What the task requires:
Arrange the material below as a numbered list, from its first line through the line that contains "[24,317,65,360]", with both ends included. Skip blank lines and leave the pictures out.

Data listing:
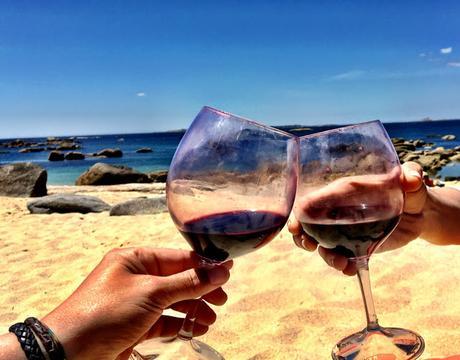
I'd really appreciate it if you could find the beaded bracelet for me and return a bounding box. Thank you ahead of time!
[8,323,45,360]
[9,317,66,360]
[24,317,65,360]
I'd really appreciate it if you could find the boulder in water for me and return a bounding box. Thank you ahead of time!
[48,151,64,161]
[96,149,123,158]
[76,163,152,185]
[136,147,153,154]
[64,151,85,160]
[148,170,168,182]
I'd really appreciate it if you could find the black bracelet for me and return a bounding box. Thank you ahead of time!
[24,317,66,360]
[8,323,45,360]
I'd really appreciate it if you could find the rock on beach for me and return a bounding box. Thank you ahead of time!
[27,194,110,214]
[110,195,168,216]
[0,163,48,197]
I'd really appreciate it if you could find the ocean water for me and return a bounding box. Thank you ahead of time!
[0,120,460,185]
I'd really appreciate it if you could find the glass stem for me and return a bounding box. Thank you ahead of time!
[177,299,203,341]
[356,258,379,330]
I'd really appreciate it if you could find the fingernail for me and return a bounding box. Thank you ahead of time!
[207,266,229,285]
[409,170,420,179]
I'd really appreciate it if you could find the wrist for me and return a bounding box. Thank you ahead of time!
[0,333,27,360]
[41,313,81,360]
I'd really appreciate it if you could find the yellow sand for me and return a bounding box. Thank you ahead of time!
[0,185,460,360]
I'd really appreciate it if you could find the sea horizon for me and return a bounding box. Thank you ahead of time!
[0,117,460,144]
[0,119,460,185]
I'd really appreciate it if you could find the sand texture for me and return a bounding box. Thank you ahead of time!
[0,185,460,360]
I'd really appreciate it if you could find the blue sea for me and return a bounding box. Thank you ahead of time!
[0,120,460,185]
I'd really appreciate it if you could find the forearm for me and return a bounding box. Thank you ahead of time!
[0,333,27,360]
[420,187,460,245]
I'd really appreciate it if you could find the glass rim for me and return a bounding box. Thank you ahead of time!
[200,105,299,139]
[299,120,385,141]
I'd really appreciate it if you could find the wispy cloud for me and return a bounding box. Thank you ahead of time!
[326,70,366,81]
[323,67,460,81]
[439,46,453,55]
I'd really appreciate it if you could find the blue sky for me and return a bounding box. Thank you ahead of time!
[0,0,460,138]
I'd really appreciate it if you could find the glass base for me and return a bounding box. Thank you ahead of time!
[130,338,225,360]
[332,327,425,360]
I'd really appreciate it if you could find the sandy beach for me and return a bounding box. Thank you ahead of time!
[0,183,460,360]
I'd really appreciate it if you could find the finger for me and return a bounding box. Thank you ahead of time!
[318,246,335,266]
[401,161,423,192]
[149,265,230,309]
[171,300,217,326]
[134,247,205,276]
[146,315,209,339]
[202,287,228,306]
[402,162,427,214]
[288,219,303,235]
[300,234,318,251]
[292,235,303,248]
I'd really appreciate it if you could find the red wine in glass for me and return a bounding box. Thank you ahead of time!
[166,107,298,360]
[294,121,424,360]
[179,210,287,263]
[301,206,401,259]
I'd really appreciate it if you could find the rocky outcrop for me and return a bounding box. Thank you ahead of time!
[148,170,168,182]
[95,149,123,158]
[27,194,110,214]
[64,151,85,160]
[48,151,64,161]
[0,163,48,197]
[441,134,457,141]
[76,163,152,185]
[19,147,45,153]
[136,148,153,154]
[56,142,80,151]
[392,138,460,175]
[110,195,168,216]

Result:
1. I'd really appreciate it if you could find the beaded bracelet for me and return a bounding box. Thank you ahead of time!
2. [8,323,45,360]
3. [9,317,66,360]
4. [24,317,65,360]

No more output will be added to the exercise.